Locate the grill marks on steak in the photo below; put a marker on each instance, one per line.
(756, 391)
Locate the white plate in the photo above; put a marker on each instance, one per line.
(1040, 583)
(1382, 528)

-- -- --

__Stated goal__
Convert the entries above into a two-column CSV with the header row entry_text,answer and one row per entry. Put each entry's text and its answer in a single quoted field, replacing any line breaks with spaces.

__Exercise solution__
entry_text,answer
"Locate the grill marks on steak in the photo below; put a marker on each instance, one per line.","(756, 391)"
"Locate the white plate in the photo above; put a marker on each instance, one per line.","(1040, 583) (1382, 528)"